- **ASSIGNMENT**
For this exercise, retype the lines from the one that holds "indicate the person in red" through the one that holds "indicate the magenta" in the records below, both included, exactly and without pictures.

(Natural language region descriptions)
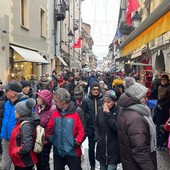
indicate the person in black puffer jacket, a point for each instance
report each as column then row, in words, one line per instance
column 136, row 130
column 90, row 106
column 107, row 152
column 3, row 99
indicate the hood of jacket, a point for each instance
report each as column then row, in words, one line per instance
column 99, row 96
column 47, row 96
column 33, row 118
column 125, row 101
column 71, row 108
column 19, row 98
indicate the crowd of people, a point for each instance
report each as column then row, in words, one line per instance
column 111, row 112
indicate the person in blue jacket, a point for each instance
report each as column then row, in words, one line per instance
column 13, row 93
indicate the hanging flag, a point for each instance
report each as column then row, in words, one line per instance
column 117, row 44
column 118, row 34
column 78, row 43
column 131, row 7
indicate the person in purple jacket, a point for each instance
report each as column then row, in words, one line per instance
column 44, row 109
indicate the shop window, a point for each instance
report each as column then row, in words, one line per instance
column 22, row 69
column 42, row 23
column 25, row 13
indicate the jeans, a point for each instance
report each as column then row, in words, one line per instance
column 160, row 138
column 91, row 151
column 108, row 167
column 44, row 157
column 74, row 163
column 6, row 160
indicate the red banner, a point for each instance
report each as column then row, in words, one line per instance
column 131, row 7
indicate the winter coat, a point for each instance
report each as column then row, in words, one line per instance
column 107, row 151
column 9, row 119
column 134, row 138
column 22, row 141
column 44, row 83
column 154, row 89
column 46, row 113
column 78, row 90
column 161, row 115
column 88, row 107
column 91, row 79
column 67, row 132
column 3, row 99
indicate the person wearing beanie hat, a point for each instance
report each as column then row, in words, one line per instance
column 67, row 130
column 161, row 112
column 90, row 106
column 25, row 108
column 26, row 89
column 13, row 93
column 134, row 89
column 23, row 136
column 44, row 109
column 165, row 76
column 94, row 84
column 135, row 128
column 106, row 132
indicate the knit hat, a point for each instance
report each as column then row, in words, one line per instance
column 165, row 76
column 14, row 86
column 134, row 89
column 94, row 84
column 25, row 83
column 110, row 94
column 24, row 108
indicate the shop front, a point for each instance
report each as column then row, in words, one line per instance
column 25, row 62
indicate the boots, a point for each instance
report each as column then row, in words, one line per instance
column 92, row 168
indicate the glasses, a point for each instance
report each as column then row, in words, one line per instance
column 95, row 89
column 163, row 79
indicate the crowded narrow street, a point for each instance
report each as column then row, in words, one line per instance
column 85, row 85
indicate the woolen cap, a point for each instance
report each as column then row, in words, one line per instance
column 14, row 86
column 165, row 76
column 94, row 84
column 134, row 89
column 110, row 94
column 25, row 83
column 24, row 108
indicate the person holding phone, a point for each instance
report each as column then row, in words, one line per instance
column 107, row 152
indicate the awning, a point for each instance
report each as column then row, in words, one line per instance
column 138, row 64
column 152, row 27
column 62, row 61
column 29, row 55
column 137, row 54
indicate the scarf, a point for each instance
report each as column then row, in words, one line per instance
column 144, row 111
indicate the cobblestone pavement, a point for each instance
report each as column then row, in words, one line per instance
column 162, row 156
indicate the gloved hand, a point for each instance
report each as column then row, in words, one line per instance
column 76, row 144
column 159, row 107
column 162, row 129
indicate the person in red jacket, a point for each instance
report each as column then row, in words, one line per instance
column 44, row 109
column 23, row 137
column 67, row 132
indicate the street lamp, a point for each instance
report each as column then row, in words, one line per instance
column 70, row 38
column 136, row 19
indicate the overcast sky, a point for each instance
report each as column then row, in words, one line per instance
column 102, row 15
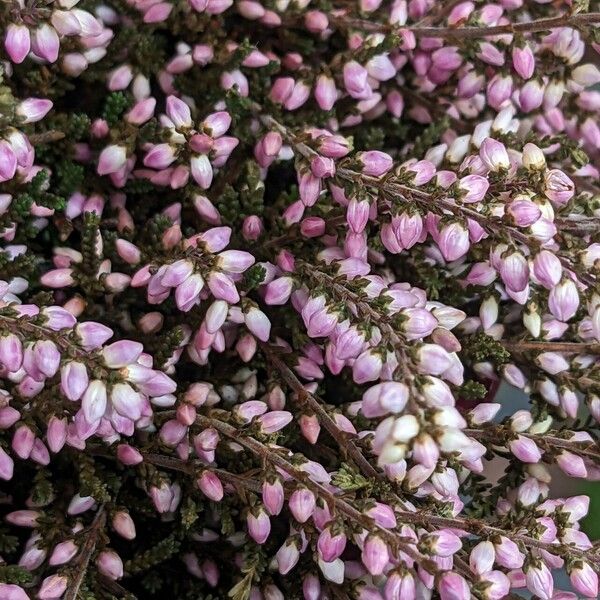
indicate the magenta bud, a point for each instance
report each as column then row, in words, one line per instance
column 453, row 586
column 259, row 526
column 11, row 352
column 52, row 587
column 274, row 421
column 8, row 417
column 73, row 380
column 375, row 163
column 6, row 466
column 56, row 434
column 63, row 553
column 23, row 518
column 375, row 555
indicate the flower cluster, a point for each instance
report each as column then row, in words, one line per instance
column 263, row 267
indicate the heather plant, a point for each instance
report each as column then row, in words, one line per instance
column 263, row 267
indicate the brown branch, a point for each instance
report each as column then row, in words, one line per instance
column 89, row 545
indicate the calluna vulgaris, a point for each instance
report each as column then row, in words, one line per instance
column 264, row 266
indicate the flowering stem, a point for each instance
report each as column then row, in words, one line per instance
column 346, row 445
column 266, row 454
column 500, row 435
column 87, row 550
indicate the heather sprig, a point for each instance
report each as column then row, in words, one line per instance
column 263, row 267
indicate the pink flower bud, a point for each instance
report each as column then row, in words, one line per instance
column 356, row 80
column 311, row 587
column 453, row 586
column 524, row 212
column 494, row 155
column 11, row 352
column 453, row 241
column 58, row 278
column 17, row 42
column 63, row 553
column 53, row 587
column 128, row 455
column 274, row 421
column 302, row 504
column 331, row 545
column 310, row 427
column 287, row 557
column 32, row 110
column 375, row 163
column 514, row 270
column 571, row 464
column 523, row 61
column 325, row 92
column 110, row 564
column 6, row 466
column 584, row 580
column 111, row 159
column 473, row 188
column 22, row 442
column 259, row 526
column 563, row 300
column 539, row 581
column 10, row 591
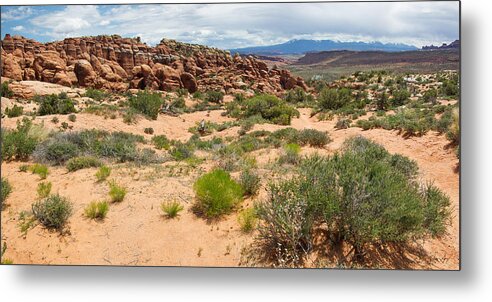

- **YOUR RESPONSE**
indicate the person in red jacket, a point for each instance
report each as column then row, in words, one line per instance
column 44, row 109
column 23, row 137
column 67, row 132
indicate the street lamp, a point for each instance
report each as column then row, in words, one line per instance
column 70, row 38
column 136, row 19
indicate the overcast sky, a point for each instance
report each as column then row, in words, one line per instance
column 102, row 15
indicate the magenta bud, a point for each instance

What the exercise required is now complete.